Задание A — Воспроизведите из текста о даосских толкованиях «Дао дэ цзина» отрывок от «Одновременно с комментариями» до «комментаторской традиции Хэшан-гуна.» включительно.
Задание B — В каком царстве жил даосский наставник Гэ Сюань, согласно тексту о даосских толкованиях «Дао дэ цзина»?

Извлечённый текст —
════════
Одновременно с комментариями Ван Би появились и собственно даосские толкования «Дао дэ цзина», лежавшие в русле только что сложившейся даосской религии. Один из них принадлежал даосскому наставнику Гэ Сюаню, который жил в южном царстве У. Основная тема комментариев Гэ Сюаня – медитация, дыхательные упражнения и прочие практики, относящиеся к достижению «долгой жизни». Другое произведение такого рода – комментарий «Сян Эр», фрагмент которого обнаружен среди рукописей из Дуньхуана. Этот комментарий представляет собой образец доктринерского истолкования «Дао дэ цзина» в свете религиозных идеалов даосизма. В нем особенно заметно влияние комментаторской традиции Хэшан-гуна.
════════
Строки данных —
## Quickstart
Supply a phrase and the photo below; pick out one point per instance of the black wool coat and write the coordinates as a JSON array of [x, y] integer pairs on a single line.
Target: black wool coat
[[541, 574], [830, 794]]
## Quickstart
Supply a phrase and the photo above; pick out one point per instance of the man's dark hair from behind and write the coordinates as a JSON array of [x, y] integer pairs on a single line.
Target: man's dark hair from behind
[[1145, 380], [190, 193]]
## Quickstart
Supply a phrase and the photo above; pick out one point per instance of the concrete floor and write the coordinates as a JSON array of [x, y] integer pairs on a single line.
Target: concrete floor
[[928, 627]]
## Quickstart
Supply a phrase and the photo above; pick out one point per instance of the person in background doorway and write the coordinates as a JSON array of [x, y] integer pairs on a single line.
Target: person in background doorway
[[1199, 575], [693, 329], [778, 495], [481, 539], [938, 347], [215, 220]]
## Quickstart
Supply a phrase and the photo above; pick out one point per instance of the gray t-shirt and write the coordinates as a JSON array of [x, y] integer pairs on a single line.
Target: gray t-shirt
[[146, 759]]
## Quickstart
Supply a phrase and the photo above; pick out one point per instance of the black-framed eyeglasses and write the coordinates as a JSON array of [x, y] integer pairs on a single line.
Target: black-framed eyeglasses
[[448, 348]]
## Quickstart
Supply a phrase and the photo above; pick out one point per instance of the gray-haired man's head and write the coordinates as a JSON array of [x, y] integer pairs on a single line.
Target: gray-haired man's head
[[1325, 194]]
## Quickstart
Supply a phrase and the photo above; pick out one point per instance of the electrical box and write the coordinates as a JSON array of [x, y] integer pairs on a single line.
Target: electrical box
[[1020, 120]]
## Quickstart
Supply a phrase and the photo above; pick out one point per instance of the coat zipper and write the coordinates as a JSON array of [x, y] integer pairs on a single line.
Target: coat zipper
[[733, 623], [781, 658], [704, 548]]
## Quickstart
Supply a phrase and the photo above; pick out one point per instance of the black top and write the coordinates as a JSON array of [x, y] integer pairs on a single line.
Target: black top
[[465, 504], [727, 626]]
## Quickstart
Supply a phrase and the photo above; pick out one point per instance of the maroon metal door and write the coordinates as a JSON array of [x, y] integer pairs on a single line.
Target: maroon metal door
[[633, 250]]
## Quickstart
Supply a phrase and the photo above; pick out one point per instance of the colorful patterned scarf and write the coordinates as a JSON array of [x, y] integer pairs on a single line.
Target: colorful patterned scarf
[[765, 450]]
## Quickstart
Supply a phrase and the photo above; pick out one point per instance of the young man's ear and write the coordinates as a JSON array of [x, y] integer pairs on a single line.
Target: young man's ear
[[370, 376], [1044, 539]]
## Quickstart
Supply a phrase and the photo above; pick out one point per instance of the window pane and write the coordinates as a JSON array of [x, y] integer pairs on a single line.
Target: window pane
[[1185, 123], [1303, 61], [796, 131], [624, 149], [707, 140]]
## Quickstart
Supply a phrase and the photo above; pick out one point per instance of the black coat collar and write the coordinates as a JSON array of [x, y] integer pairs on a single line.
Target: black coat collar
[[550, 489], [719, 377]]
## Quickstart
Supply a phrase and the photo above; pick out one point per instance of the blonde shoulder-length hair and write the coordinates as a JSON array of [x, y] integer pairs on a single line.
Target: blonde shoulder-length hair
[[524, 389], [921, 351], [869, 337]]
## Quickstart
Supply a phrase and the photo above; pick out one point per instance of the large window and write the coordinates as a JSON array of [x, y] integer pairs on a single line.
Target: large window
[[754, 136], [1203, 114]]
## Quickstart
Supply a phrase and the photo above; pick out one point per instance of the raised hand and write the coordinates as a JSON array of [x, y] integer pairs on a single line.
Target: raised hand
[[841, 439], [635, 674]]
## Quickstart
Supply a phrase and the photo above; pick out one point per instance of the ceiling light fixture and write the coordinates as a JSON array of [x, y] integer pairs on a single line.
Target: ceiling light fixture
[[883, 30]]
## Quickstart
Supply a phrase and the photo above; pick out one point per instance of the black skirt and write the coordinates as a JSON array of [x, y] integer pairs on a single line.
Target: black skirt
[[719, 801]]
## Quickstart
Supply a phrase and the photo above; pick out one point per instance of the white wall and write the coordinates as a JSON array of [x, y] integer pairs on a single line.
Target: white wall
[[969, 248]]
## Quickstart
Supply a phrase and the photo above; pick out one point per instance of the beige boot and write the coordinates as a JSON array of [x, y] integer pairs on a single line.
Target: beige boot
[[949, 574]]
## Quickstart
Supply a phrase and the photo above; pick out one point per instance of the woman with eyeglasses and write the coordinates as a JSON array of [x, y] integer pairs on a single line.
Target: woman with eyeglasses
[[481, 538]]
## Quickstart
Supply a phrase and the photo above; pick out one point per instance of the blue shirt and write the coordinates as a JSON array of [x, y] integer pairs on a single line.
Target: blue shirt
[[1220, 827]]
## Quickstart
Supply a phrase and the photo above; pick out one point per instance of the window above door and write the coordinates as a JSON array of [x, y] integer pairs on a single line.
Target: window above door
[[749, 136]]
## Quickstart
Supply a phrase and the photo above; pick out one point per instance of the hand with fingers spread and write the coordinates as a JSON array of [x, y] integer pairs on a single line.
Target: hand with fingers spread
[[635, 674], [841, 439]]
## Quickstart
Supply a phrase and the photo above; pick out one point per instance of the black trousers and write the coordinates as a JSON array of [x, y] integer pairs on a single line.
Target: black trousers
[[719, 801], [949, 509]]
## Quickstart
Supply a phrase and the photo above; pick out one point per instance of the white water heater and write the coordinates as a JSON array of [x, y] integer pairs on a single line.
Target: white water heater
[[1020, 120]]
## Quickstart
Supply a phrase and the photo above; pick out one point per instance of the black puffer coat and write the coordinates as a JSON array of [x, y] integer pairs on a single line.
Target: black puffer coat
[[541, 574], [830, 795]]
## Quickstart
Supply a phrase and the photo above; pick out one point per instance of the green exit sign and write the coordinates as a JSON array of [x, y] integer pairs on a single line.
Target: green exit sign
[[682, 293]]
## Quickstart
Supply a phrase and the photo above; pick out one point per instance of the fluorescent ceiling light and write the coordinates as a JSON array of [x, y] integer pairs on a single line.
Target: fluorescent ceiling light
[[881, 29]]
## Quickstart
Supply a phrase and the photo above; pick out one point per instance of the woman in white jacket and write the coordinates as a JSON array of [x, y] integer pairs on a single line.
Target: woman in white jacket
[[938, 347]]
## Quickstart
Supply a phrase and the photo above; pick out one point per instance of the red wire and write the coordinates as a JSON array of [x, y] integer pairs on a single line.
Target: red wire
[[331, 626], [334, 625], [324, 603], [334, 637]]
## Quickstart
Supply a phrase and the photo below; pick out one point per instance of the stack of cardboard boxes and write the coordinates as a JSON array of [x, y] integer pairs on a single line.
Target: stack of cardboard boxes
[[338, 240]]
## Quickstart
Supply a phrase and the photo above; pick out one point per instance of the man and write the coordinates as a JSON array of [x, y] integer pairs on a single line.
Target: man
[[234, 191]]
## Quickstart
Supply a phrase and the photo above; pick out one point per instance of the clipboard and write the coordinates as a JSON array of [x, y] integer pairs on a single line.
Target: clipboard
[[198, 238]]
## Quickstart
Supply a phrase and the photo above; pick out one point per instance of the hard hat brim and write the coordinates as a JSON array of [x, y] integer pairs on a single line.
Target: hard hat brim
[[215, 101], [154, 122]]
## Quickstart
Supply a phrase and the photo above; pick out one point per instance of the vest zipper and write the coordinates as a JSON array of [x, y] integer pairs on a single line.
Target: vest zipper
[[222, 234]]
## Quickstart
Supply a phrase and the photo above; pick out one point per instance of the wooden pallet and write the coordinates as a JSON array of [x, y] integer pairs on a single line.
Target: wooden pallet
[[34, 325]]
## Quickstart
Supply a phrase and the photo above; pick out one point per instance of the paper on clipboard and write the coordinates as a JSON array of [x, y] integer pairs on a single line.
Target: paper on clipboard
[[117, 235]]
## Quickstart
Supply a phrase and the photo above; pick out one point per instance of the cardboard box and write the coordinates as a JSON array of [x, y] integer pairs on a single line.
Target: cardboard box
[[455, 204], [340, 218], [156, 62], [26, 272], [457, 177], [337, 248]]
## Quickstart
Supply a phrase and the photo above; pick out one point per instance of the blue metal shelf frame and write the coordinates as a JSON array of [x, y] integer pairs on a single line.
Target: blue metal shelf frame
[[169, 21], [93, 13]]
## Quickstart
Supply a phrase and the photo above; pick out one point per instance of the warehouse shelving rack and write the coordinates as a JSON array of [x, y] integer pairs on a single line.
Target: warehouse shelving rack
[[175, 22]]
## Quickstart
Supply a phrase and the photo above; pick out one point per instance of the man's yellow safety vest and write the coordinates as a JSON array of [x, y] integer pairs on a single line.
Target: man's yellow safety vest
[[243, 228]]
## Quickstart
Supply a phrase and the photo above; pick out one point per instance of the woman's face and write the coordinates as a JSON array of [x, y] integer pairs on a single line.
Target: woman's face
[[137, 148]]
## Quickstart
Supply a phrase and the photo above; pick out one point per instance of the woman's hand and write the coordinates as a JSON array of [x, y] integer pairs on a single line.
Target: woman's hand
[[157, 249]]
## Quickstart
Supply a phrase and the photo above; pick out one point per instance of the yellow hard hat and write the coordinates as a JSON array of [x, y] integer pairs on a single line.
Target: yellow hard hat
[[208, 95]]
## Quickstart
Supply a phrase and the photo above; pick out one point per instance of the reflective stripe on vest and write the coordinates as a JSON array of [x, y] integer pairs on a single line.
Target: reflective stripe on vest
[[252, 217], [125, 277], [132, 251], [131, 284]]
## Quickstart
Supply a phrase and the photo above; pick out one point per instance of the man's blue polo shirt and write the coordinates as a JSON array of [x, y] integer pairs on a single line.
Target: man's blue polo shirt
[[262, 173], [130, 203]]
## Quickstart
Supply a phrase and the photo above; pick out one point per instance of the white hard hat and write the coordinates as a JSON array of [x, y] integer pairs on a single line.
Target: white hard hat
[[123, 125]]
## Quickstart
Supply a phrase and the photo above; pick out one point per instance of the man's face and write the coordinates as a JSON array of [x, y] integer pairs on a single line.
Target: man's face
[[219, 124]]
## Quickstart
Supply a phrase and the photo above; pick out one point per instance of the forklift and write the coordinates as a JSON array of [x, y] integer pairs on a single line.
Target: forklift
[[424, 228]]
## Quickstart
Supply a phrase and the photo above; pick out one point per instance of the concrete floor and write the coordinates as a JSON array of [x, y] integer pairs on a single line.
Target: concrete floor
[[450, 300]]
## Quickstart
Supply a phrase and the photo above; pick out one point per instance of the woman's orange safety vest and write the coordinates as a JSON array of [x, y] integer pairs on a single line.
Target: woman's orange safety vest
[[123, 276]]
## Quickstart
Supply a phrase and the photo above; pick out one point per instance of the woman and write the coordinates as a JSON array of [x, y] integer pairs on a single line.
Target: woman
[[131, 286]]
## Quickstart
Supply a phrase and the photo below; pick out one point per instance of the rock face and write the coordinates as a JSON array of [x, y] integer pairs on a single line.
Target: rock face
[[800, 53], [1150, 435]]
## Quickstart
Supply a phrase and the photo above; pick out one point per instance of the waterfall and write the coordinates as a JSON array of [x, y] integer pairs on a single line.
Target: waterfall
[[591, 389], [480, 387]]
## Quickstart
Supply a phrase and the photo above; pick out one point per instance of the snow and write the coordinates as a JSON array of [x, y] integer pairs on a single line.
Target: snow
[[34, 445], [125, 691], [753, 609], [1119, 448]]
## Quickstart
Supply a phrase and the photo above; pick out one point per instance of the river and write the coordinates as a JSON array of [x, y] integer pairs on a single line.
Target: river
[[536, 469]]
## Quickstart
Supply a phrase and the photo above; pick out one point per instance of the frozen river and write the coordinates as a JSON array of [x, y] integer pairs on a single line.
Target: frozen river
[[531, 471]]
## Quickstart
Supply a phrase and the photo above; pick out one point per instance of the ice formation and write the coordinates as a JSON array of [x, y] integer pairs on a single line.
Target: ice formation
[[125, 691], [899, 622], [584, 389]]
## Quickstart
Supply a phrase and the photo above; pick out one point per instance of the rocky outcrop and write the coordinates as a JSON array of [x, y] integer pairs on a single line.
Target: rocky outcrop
════════
Ожидаемый ответ A —
Одновременно с комментариями Ван Би появились и собственно даосские толкования «Дао дэ цзина», лежавшие в русле только что сложившейся даосской религии. Один из них принадлежал даосскому наставнику Гэ Сюаню, который жил в южном царстве У. Основная тема комментариев Гэ Сюаня – медитация, дыхательные упражнения и прочие практики, относящиеся к достижению «долгой жизни». Другое произведение такого рода – комментарий «Сян Эр», фрагмент которого обнаружен среди рукописей из Дуньхуана. Этот комментарий представляет собой образец доктринерского истолкования «Дао дэ цзина» в свете религиозных идеалов даосизма. В нем особенно заметно влияние комментаторской традиции Хэшан-гуна.

Ожидаемый ответ B — В южном царстве У.